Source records
────────────────────
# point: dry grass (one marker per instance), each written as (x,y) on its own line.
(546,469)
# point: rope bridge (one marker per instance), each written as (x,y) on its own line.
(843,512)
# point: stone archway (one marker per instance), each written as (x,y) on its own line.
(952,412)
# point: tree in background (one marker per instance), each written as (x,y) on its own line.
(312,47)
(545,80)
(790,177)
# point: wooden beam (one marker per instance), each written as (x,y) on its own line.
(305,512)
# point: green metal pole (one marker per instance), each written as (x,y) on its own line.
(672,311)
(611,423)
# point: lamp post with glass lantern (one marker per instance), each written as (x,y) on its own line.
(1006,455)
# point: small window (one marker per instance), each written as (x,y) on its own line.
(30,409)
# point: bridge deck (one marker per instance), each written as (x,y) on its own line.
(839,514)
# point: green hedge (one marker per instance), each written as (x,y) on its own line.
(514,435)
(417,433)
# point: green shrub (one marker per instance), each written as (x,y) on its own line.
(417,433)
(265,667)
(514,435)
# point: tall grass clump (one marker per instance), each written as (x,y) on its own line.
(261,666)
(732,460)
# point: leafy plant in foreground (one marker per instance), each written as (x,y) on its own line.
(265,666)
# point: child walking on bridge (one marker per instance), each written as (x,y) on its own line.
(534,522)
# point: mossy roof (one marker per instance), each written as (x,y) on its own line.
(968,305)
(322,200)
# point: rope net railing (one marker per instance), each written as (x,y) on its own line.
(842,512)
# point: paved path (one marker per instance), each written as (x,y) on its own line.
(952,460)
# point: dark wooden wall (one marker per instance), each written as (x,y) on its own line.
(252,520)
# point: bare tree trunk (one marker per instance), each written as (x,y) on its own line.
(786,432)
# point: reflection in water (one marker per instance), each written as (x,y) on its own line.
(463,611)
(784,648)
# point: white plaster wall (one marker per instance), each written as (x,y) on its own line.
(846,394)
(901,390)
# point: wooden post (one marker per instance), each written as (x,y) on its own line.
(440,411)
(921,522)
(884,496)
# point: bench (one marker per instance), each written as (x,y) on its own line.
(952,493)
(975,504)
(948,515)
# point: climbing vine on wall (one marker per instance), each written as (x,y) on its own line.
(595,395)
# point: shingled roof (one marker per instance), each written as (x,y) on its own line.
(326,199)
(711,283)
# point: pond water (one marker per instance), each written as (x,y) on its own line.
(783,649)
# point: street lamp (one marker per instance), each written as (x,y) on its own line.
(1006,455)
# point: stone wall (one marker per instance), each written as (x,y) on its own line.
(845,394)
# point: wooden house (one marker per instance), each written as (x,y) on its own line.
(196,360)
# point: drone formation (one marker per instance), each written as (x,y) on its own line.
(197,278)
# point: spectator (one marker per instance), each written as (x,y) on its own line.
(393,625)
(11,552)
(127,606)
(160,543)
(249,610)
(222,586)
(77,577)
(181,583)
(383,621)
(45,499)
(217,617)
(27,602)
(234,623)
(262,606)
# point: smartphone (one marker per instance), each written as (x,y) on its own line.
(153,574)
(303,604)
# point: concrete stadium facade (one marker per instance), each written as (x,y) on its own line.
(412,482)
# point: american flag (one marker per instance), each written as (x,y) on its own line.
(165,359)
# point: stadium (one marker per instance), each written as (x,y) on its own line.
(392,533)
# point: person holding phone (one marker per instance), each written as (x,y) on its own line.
────────────────────
TASK DIRECTIONS:
Without omitting any record, transcribe the data exactly.

EXERCISE OUTPUT:
# point: dry grass (one marker per instance), each written as (x,y) on its own line.
(546,469)
# point: rope bridge (one marker per instance), each written as (x,y) on its own line.
(843,512)
# point: stone archway (one marker per instance), each written as (x,y) on its own line.
(952,412)
# point: tree in background (one marker per instance), each written as (x,y) on its own line.
(312,47)
(545,80)
(790,177)
# point: wooden beam (one marker per instance), each written as (x,y) on its own line.
(305,512)
# point: green metal pole (one marker per instance), each written as (x,y) on its own line.
(672,311)
(611,423)
# point: lamp post with glass lantern (one marker per instance), each written as (x,y) on its own line.
(1006,455)
# point: small window (one marker per instance), each written as (x,y) on its own line.
(30,409)
# point: bridge deck (one marker per instance), each written as (x,y) on its own line.
(839,514)
# point: green hedge (one marker per instance), each written as (x,y) on its own line.
(514,435)
(417,433)
# point: green shrub (one marker per instance), each written as (x,y) on its own line.
(417,433)
(265,667)
(514,435)
# point: tall grass clump (one marker per instance), each written as (x,y) on its own line.
(261,666)
(732,460)
# point: leafy plant in foreground (one marker per instance), each written as (x,y) on its own line.
(265,666)
# point: child walking on bridge (one marker per instance), each written as (x,y) on its own line.
(534,522)
# point: mossy roof (one marker per instance), each written as (x,y) on its own line.
(968,305)
(322,200)
# point: rope net railing (one marker per instance), each written as (x,y) on its own line.
(842,512)
# point: paved path (one marker per instance), each written as (x,y) on its own line.
(952,460)
# point: dark wooden wall (one marker per instance), each written as (x,y) on its own line.
(252,520)
# point: bare tree trunk (one marker per instance), each written as (x,y) on its own line.
(786,432)
# point: reflection in water (one marker per instance), each written as (x,y) on its own line.
(463,611)
(784,648)
# point: white plaster wall (one marker per instance), each written as (x,y) on its own line.
(846,394)
(901,390)
# point: wooden post (one marker per instance), each written as (x,y) on its own line.
(440,411)
(921,522)
(884,496)
# point: bench (one marker per instance), each written as (x,y) on its own line.
(952,493)
(975,504)
(948,515)
# point: climbing vine on wall (one marker per instance), each written as (x,y) on its own line.
(595,395)
# point: shingled roof (one marker per instance), each written as (x,y) on its own line.
(326,199)
(711,283)
# point: pond water (one marker per instance), each written as (x,y) on its own line.
(783,649)
# point: street lamp (one marker per instance), each written as (x,y) on its own line.
(1006,455)
# point: stone wall (one marker per instance), each written as (x,y) on its own line.
(845,394)
# point: wooden house (one marker per instance), each written as (x,y) on its own line.
(196,360)
# point: drone formation (one marker per instance), each written as (x,y) on its own line.
(197,278)
# point: spectator (one marker per instance), each written as (x,y) on its own line.
(393,625)
(11,552)
(127,606)
(160,543)
(249,610)
(222,586)
(77,577)
(181,583)
(383,621)
(45,499)
(217,617)
(27,602)
(234,623)
(262,606)
# point: smartphone (one marker per instance), each written as (x,y) on its own line.
(153,574)
(303,604)
# point: concrete stadium facade (one marker per instance), each written as (x,y) on its own line.
(412,482)
# point: american flag (one marker per instance), each written as (x,y) on its own line.
(165,359)
# point: stadium (one marker per instance), each written as (x,y) on its own line.
(392,533)
# point: person holding phone (one marker per instance), each written as (x,y) on its own line.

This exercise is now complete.